PROBLEM TO WORK ON: Skip every line before the one containing "the grass in", then copy that line and the rest of the entries below exactly, through the last line.

GIVEN DATA:

- - - - -

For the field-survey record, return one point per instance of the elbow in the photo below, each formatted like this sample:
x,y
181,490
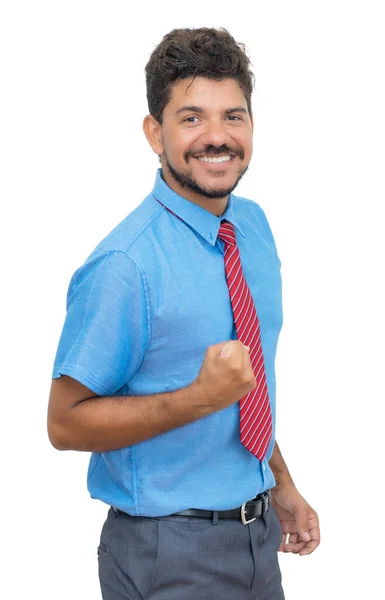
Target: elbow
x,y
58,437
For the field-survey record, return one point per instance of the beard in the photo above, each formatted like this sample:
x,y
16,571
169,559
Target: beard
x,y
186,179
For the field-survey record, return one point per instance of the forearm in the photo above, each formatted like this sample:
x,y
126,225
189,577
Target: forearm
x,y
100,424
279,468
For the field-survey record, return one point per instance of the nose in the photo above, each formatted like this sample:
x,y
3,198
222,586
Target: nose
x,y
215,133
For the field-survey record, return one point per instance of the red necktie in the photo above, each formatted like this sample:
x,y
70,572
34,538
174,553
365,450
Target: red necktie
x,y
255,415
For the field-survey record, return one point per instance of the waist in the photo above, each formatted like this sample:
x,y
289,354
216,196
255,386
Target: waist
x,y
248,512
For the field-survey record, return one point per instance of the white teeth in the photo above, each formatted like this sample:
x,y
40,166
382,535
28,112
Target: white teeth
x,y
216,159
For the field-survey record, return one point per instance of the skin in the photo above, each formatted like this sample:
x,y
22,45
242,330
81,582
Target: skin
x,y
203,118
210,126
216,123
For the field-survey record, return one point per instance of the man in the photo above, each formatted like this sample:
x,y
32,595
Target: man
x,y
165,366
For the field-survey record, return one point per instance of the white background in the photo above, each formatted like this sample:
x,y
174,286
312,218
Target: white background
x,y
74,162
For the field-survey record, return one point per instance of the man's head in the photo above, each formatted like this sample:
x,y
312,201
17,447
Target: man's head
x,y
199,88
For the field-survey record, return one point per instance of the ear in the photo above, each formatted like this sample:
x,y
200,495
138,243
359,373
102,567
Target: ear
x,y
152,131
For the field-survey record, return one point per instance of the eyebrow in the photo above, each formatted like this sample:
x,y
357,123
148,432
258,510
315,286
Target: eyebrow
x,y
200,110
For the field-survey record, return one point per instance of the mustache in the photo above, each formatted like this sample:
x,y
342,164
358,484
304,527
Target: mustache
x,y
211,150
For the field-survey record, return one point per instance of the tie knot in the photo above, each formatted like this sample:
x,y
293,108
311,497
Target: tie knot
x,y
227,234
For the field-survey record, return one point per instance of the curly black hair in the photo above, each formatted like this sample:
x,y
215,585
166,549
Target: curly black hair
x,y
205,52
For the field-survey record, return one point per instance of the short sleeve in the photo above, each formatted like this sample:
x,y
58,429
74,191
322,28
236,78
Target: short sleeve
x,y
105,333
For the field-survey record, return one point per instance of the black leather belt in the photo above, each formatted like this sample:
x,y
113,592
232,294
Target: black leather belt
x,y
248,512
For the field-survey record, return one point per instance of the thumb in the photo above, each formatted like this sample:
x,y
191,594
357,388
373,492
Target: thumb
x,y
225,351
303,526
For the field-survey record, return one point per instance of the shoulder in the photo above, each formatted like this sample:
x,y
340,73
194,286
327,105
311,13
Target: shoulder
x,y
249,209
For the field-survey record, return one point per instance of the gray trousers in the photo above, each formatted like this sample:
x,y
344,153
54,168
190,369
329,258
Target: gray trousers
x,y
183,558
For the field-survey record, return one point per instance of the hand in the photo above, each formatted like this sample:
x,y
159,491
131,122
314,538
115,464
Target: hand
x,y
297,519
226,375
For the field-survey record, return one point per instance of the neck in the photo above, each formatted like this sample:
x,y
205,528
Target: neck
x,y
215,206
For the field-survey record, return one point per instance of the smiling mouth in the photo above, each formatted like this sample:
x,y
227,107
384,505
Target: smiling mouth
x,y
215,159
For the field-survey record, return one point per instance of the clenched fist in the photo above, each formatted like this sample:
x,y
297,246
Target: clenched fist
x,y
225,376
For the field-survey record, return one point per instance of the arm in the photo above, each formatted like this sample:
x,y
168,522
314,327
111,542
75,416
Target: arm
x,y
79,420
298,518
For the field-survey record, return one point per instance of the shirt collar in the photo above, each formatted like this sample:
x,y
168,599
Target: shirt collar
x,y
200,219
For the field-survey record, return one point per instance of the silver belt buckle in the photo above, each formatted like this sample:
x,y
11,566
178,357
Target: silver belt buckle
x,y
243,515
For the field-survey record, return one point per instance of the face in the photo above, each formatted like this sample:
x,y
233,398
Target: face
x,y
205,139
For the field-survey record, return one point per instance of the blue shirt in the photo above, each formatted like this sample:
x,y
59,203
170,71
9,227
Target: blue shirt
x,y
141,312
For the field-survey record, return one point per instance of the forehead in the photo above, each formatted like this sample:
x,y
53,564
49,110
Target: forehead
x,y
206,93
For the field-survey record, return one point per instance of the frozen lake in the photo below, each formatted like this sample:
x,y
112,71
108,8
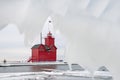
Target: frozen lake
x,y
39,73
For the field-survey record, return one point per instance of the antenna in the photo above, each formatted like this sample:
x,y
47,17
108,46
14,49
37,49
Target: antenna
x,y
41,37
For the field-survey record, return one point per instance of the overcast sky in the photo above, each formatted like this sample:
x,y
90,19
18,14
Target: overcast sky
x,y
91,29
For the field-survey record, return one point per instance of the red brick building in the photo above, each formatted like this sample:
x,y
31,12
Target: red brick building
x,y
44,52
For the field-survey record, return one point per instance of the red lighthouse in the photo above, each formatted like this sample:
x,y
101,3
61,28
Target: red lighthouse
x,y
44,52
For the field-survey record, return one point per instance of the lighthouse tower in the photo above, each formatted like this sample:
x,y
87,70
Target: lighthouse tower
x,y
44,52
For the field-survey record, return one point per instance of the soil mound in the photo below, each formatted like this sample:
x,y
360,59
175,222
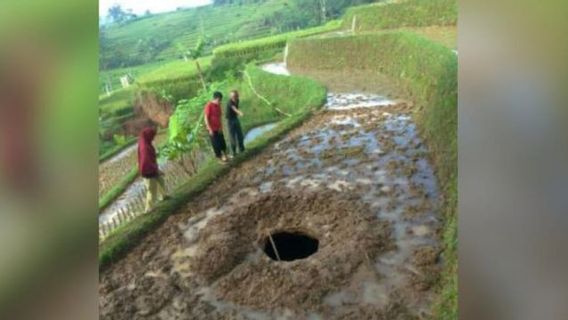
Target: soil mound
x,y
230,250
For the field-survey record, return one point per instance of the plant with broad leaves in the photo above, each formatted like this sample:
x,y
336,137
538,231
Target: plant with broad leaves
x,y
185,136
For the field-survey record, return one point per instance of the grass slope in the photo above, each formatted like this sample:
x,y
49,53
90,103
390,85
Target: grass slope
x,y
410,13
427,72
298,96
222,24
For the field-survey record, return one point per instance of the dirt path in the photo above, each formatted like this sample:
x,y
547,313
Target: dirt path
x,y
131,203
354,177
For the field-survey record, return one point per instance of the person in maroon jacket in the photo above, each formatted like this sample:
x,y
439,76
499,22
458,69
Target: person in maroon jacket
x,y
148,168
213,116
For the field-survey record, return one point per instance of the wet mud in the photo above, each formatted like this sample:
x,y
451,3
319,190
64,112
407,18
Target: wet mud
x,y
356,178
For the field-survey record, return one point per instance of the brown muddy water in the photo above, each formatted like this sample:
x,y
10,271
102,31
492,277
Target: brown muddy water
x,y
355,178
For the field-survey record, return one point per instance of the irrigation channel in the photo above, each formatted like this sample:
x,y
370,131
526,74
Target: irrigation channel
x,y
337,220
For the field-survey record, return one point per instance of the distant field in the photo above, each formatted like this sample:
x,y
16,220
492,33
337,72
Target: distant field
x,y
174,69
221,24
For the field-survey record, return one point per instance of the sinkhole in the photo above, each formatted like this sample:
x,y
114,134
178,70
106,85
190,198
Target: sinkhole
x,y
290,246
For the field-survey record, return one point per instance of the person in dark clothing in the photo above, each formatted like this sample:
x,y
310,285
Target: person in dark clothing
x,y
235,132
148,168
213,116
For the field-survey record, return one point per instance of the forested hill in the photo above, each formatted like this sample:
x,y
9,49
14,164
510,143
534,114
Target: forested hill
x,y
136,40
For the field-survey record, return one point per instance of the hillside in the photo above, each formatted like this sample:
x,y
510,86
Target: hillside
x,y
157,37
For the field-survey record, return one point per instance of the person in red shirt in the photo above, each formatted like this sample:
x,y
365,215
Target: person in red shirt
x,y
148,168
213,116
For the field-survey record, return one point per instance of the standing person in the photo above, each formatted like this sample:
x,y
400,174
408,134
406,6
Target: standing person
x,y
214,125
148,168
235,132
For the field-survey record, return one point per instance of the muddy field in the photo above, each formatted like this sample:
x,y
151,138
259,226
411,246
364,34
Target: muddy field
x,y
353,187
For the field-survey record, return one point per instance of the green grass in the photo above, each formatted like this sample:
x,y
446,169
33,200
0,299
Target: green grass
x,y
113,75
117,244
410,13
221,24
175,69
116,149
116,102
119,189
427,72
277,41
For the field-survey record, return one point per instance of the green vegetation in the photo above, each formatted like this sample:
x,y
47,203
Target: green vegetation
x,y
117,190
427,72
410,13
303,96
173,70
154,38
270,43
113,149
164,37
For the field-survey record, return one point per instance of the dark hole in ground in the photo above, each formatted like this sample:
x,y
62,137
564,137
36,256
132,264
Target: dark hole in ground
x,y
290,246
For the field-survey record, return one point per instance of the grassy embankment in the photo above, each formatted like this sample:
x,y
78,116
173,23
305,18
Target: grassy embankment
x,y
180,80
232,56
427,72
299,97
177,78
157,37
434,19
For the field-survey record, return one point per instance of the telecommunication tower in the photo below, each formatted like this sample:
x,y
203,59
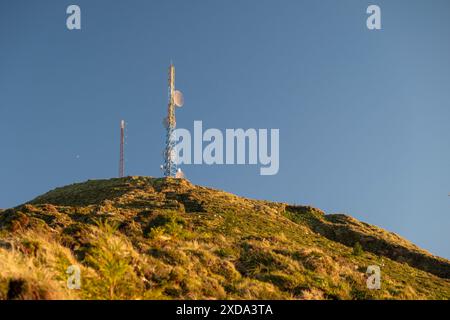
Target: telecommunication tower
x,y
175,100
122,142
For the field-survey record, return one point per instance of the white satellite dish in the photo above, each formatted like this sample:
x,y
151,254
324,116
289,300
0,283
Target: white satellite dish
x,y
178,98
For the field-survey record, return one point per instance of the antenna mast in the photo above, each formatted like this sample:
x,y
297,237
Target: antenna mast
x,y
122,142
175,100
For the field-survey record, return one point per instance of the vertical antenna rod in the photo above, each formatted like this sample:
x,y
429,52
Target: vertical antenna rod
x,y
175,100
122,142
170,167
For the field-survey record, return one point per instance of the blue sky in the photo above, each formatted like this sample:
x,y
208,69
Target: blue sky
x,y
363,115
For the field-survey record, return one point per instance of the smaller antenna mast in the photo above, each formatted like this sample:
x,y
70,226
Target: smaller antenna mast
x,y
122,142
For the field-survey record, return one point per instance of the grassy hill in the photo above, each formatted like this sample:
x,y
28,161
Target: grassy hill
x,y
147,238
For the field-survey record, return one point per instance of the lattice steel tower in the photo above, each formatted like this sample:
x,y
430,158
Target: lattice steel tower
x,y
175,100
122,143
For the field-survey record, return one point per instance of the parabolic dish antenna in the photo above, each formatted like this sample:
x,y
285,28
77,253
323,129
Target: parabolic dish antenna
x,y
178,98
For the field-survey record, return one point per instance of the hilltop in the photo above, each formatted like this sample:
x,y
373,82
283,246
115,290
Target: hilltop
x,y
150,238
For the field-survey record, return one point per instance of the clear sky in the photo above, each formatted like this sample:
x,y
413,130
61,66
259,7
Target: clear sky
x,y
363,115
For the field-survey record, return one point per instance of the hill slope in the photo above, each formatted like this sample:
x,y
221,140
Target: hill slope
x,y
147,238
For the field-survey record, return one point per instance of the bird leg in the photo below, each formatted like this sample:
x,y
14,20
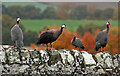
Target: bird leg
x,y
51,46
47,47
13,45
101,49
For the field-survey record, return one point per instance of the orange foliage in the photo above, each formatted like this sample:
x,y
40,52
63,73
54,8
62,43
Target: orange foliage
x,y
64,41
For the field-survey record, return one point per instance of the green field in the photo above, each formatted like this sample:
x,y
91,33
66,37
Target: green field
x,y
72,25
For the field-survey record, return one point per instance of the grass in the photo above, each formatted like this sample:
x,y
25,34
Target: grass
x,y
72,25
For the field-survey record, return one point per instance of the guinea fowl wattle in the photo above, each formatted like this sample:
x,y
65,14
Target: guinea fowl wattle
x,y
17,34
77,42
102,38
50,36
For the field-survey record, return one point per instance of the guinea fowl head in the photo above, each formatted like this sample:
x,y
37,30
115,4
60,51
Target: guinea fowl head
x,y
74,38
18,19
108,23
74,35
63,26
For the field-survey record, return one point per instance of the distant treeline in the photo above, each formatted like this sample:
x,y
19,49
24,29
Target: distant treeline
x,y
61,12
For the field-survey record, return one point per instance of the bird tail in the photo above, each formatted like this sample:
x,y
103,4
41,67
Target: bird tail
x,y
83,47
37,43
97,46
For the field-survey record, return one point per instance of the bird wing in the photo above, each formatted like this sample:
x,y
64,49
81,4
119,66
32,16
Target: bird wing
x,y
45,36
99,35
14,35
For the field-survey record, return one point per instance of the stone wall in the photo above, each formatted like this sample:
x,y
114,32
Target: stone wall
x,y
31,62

- - - - -

REPLY TO THE TASK:
For the field-survey record, return one point per instance of the grass in the photo above, each formatted like this sample:
x,y
25,34
Target: grass
x,y
72,25
For the field-survey record, return one point per instance of the guinea fowl wattle in the photo above, each formatted like this sample:
x,y
65,14
Target: guinea fowl wattle
x,y
17,34
77,42
102,38
50,36
For the field-survey record, return one point per instance of the guinea fowl head in the photo above, each formatted like this sample:
x,y
37,30
115,4
60,51
Target: guinea fowl head
x,y
74,38
18,19
108,23
74,35
63,26
For the field-survey record, return one point per instance of the distant treeline in the photo above, each formatted like this sample:
x,y
19,49
24,29
Target: distant treeline
x,y
61,12
For the field-survey record, return one point per instance of the bird tail in the photo above, each formatted like this sample:
x,y
103,4
41,67
Target: bird tail
x,y
83,47
37,43
97,46
For the field-survey record, return one point per instance of the bird wing in the photo above, each formatted like this sample:
x,y
64,49
81,4
119,66
32,16
Target: bird wing
x,y
45,36
99,35
14,35
For the field-survey record, return one point per instance of the stone wall in the photo above, each formatted like this sample:
x,y
114,32
Target: stone wall
x,y
31,62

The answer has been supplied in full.